**REQUESTS**.
**1.** Using the mailing-list post on tuning random_page_cost, what are the answers to these?
(a) On what date and at what time was the post sent?
(b) In the quoted procedure, which setting is turned off in step 5?
(c) According to the first pitfall, what RANDOM_PAGE_COST value should someone expect if they repeat the sequence exactly as given?
**2.** Could you go on with the mailing-list post on tuning random_page_cost, starting right after its last sentence?

Re: Column correlation drifts, index ignored again

From: Tom Lane <tgl(at)sss(dot)pgh(dot)pa(dot)us>
To: Josh Berkus <josh(at)agliodbs(dot)com>
Cc: Kevin Brown <kevin(at)sysexperts(dot)com>, Postgres Performance <pgsql-performance(at)postgresql(dot)org>
Subject: Re: Column correlation drifts, index ignored again
Date: 2004-02-24 18:29:46
Message-ID: 23533.1077647386@sss.pgh.pa.us
Views: Raw Message | Whole Thread | Download mbox | Resend email
Thread:
Lists: pgsql-performance

Josh Berkus <josh(at)agliodbs(dot)com> writes:
> Kevin,
>> 1. set enable_seqscan = on
>> 2. set random_page_cost = <some really high value to force seqscans>
>> 3. EXPLAIN ANALYZE query
>> 4. record the ratio of estimated to actual scan times.
>> 5. set enable_seqscan = off
>> 6. set random_page_cost = <rough estimate of what it should be>
>> 7. EXPLAIN ANALYZE query
>> 8. record the actual index scan time(s)
>> 9. tweak random_page_cost
>> 10. EXPLAIN query
>> 11. If ratio of estimate to actual (recorded in step 8) is much
>> different than that recorded in step 4, then go back to step 9.
>> Reduce random_page_cost if the random ratio is larger than the
>> sequential ratio, increase if it's smaller.

> Nice, we ought to post that somewhere people can find it in the future.

If we post it as recommended procedure we had better put big caveat
notices on it. The pitfalls with doing this are:

1. If you repeat the sequence exactly as given, you will be homing in on
a RANDOM_PAGE_COST that describes your system's behavior with a fully
cached query. It is to be expected that you will end up with 1.0 or
something very close to it. The only way to avoid that is to use a
query that is large enough to blow out your kernel's RAM cache; which of
course will take long enough that iterating step 10 will be no fun,
and people will be mighty tempted to take shortcuts.

**MATERIAL**.
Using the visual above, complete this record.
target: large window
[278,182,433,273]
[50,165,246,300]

**SET OF ANSWERS**.
**1.**
(a) 2004-02-24 at 18:29:46
(b) enable_seqscan
(c) 1.0 or something very close to it

**2.**
2. Of course, you are computing a RANDOM_PAGE_COST that is relevant to
just this single query. Prudence would suggest repeating the process
with several different queries and taking some sort of average.

When I did the experiments that led up to choosing 4.0 as the default,
some years ago, it took several days of thrashing the disks on a couple
of different machines before I had numbers that I didn't think were
mostly noise :-(. I am *real* suspicious of any replacement numbers
that have been derived in just a few minutes.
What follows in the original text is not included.